## Exercise prompt
Locate each line of the data below that contains the string "plank" and copy those lines, treating uppercase and lowercase letters as different.

[Collected data entries]
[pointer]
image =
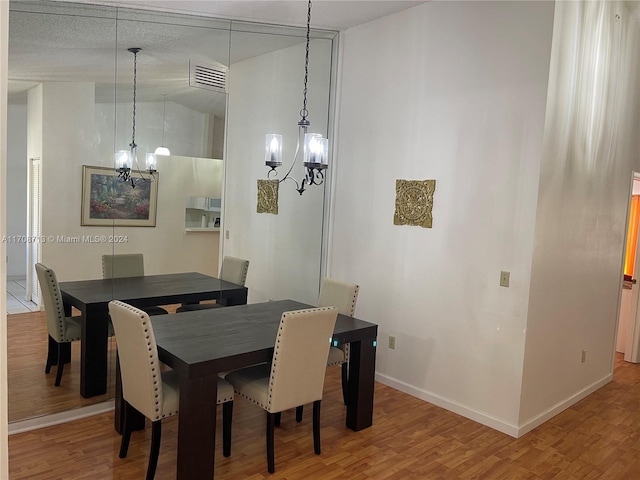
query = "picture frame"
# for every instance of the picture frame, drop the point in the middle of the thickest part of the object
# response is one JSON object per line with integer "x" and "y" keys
{"x": 110, "y": 201}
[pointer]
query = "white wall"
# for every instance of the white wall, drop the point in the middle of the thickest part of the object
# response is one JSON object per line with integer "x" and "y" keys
{"x": 265, "y": 96}
{"x": 78, "y": 132}
{"x": 4, "y": 418}
{"x": 16, "y": 190}
{"x": 591, "y": 148}
{"x": 451, "y": 91}
{"x": 186, "y": 131}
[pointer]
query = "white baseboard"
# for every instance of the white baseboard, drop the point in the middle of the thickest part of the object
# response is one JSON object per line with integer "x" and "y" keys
{"x": 450, "y": 405}
{"x": 527, "y": 426}
{"x": 57, "y": 418}
{"x": 492, "y": 422}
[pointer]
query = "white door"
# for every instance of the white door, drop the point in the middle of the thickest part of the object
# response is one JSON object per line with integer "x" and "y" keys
{"x": 34, "y": 229}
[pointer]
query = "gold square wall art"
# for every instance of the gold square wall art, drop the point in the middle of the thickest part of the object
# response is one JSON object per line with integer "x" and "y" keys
{"x": 268, "y": 196}
{"x": 414, "y": 202}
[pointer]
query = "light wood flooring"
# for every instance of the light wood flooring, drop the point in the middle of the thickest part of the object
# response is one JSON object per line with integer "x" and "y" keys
{"x": 31, "y": 392}
{"x": 598, "y": 438}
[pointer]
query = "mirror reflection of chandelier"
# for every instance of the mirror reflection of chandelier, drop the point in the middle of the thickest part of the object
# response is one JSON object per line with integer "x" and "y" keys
{"x": 315, "y": 146}
{"x": 125, "y": 160}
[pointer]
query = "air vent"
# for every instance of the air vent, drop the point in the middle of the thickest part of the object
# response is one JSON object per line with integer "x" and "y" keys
{"x": 209, "y": 77}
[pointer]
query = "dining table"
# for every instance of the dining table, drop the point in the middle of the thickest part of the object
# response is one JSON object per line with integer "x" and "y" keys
{"x": 92, "y": 298}
{"x": 199, "y": 345}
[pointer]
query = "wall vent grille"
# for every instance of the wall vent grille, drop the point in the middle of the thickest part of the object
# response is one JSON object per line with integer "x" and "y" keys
{"x": 209, "y": 77}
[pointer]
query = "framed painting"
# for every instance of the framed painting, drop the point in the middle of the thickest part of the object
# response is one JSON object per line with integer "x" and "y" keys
{"x": 109, "y": 201}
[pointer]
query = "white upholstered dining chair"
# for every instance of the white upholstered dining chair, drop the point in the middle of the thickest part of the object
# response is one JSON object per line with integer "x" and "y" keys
{"x": 62, "y": 330}
{"x": 296, "y": 373}
{"x": 124, "y": 265}
{"x": 343, "y": 296}
{"x": 154, "y": 393}
{"x": 233, "y": 270}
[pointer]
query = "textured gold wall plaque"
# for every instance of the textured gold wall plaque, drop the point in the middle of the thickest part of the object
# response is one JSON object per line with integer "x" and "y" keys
{"x": 268, "y": 196}
{"x": 414, "y": 201}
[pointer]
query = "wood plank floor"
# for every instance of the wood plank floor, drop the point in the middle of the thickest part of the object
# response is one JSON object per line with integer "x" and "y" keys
{"x": 31, "y": 392}
{"x": 598, "y": 438}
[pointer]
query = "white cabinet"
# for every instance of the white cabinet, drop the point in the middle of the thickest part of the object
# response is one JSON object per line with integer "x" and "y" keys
{"x": 202, "y": 214}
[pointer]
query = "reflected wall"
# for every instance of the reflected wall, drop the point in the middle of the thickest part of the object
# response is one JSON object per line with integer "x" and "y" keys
{"x": 70, "y": 73}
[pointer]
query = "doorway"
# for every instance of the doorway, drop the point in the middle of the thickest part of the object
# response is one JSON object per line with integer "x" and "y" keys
{"x": 628, "y": 339}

## Solution to this exercise
query = "wood plank floor"
# for every instance of the wood plank floor, drop the point in the middle of the thickest part of the object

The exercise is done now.